▶ _Exercise_: Rewrite the lines from the one containing "Target: green vegetation" through the one containing "13 53 L 14 45", inclusive, replacing "mask" with "region" and leaving everything else unchanged.

___ Material for the task

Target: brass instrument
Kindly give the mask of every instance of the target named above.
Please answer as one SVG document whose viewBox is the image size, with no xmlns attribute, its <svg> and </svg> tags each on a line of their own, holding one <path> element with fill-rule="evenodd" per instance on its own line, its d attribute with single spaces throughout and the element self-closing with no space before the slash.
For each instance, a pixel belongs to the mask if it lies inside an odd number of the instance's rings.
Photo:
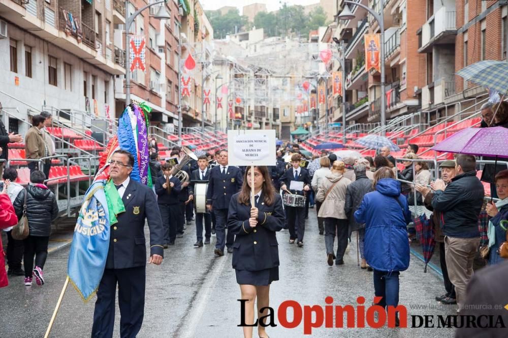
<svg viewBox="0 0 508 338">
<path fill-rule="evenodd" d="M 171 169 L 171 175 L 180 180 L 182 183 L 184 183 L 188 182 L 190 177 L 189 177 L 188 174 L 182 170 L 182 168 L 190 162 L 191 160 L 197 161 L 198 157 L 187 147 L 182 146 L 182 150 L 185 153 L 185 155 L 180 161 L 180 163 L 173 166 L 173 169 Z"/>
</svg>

______
___ Material for the task

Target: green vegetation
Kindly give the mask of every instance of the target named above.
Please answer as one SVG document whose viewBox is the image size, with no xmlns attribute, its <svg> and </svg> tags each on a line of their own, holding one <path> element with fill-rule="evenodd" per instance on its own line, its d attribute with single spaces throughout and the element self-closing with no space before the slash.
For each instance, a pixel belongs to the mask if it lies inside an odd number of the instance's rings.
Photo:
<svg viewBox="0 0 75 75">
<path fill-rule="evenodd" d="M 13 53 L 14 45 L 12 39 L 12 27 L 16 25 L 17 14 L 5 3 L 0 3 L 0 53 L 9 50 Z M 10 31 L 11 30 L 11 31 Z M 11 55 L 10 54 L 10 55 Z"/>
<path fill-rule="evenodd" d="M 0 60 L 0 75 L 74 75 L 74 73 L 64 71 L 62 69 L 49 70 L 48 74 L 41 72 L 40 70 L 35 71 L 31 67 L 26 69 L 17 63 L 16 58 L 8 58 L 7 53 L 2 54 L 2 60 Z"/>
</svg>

______

▶ _Final result_:
Target: green vegetation
Kindly give the region of every instance of the target named above.
Please answer as one SVG document whose viewBox is the image size, with no xmlns attribute, its <svg> and </svg> tags each on a line of their own, holding one <path> element with fill-rule="evenodd" per instance on its own line, its d attribute with single spaces throughout and the element self-closing with no space before the slash.
For each instance, a pixel belongs to the region if it lies inside an odd number of the instance's rings.
Photo:
<svg viewBox="0 0 75 75">
<path fill-rule="evenodd" d="M 13 53 L 14 45 L 12 39 L 12 27 L 16 25 L 17 14 L 5 3 L 0 3 L 0 53 L 9 50 Z M 10 31 L 11 30 L 11 31 Z M 11 55 L 10 54 L 10 55 Z"/>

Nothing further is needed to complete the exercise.